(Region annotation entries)
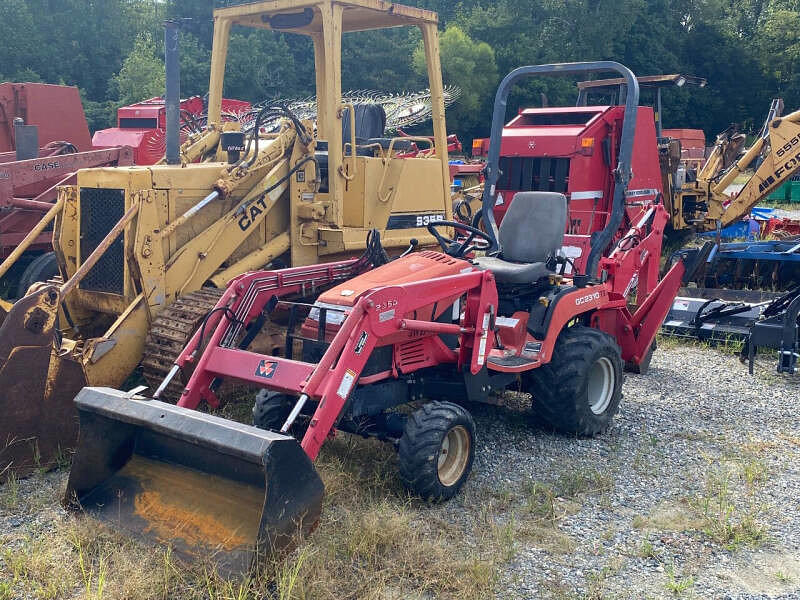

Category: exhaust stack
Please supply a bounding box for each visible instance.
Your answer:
[164,21,181,165]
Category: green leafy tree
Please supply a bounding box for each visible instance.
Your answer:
[109,33,165,105]
[223,31,298,102]
[414,25,497,142]
[179,31,211,98]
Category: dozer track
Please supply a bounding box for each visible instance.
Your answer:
[142,288,286,402]
[142,288,224,402]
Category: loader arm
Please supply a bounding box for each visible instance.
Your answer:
[672,106,800,231]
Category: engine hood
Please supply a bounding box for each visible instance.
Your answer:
[315,250,474,306]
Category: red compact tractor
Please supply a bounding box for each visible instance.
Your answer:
[68,62,707,566]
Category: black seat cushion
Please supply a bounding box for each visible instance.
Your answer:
[342,104,386,143]
[473,192,567,283]
[473,256,552,283]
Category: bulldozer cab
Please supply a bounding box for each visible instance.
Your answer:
[208,0,452,264]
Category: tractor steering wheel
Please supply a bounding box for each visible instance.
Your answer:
[428,221,492,258]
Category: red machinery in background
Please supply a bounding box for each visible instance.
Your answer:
[0,82,92,153]
[0,83,133,296]
[92,96,252,165]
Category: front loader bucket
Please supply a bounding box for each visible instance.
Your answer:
[64,388,324,575]
[0,286,86,482]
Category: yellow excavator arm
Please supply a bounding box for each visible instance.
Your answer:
[672,100,800,231]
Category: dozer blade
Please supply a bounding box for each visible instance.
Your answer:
[0,286,86,482]
[64,388,324,575]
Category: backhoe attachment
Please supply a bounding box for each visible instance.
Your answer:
[64,388,324,576]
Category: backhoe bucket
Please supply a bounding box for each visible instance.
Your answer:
[0,286,86,482]
[64,388,324,575]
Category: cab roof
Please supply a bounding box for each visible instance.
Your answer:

WRITTEN INSTRUCTION>
Copy every record above word for word, leaving out the pictures.

EXERCISE ANSWER>
Category: exhaust stack
Please supply a bounding box for each visible instance.
Your answer:
[164,21,181,165]
Category: green leafy tree
Please supply a bounding box for each visible instance.
Your answer:
[109,33,165,105]
[223,31,298,102]
[414,25,497,142]
[179,31,211,98]
Category: dozer track
Please supply a bounding box for each visible instance.
Your answer:
[142,288,286,402]
[142,288,224,402]
Category: loader arm
Please supply a bounding box for each visible instance.
Your answer:
[672,106,800,231]
Category: engine hood
Please supply a bounding box for each visible instance.
Your answer:
[315,250,474,306]
Category: red compact tractor
Please supply a bounding box for each visible instance.
Your answer:
[68,62,707,566]
Category: black seat cushion
Please supply a bounding box for each visible instance.
Your answer:
[342,104,386,143]
[473,192,567,283]
[473,256,552,283]
Category: bulldozer cab
Please supply a bounding box for each visible instance.
Your answer:
[208,0,452,264]
Category: tractor steering wheel
Please supply a bounding box for each visible instance.
Your answer:
[428,221,492,258]
Category: red machinery in background
Please supply a bounding box for each visible instance.
Your answer:
[0,82,92,153]
[0,83,133,296]
[92,96,252,165]
Category: front loader bucket
Please supply a bounding box for each visible instance.
Your answer:
[64,388,324,575]
[0,286,86,482]
Category: yellow excavator arm
Please supply a bounding box for each visible instance.
Your answer:
[672,100,800,231]
Category: dozer blade
Please supply a bounding box for each visible instance.
Your answer:
[0,286,86,482]
[64,388,324,575]
Category: backhoe attachment
Please supply a bounding box for each visible instance.
Your answer:
[64,388,324,576]
Category: backhoe bucket
Please supply a bounding box for each visible instance.
Your answer:
[0,286,86,482]
[64,388,324,575]
Category: cab roof
Please supply a bounding box for each visible instance.
Your answer:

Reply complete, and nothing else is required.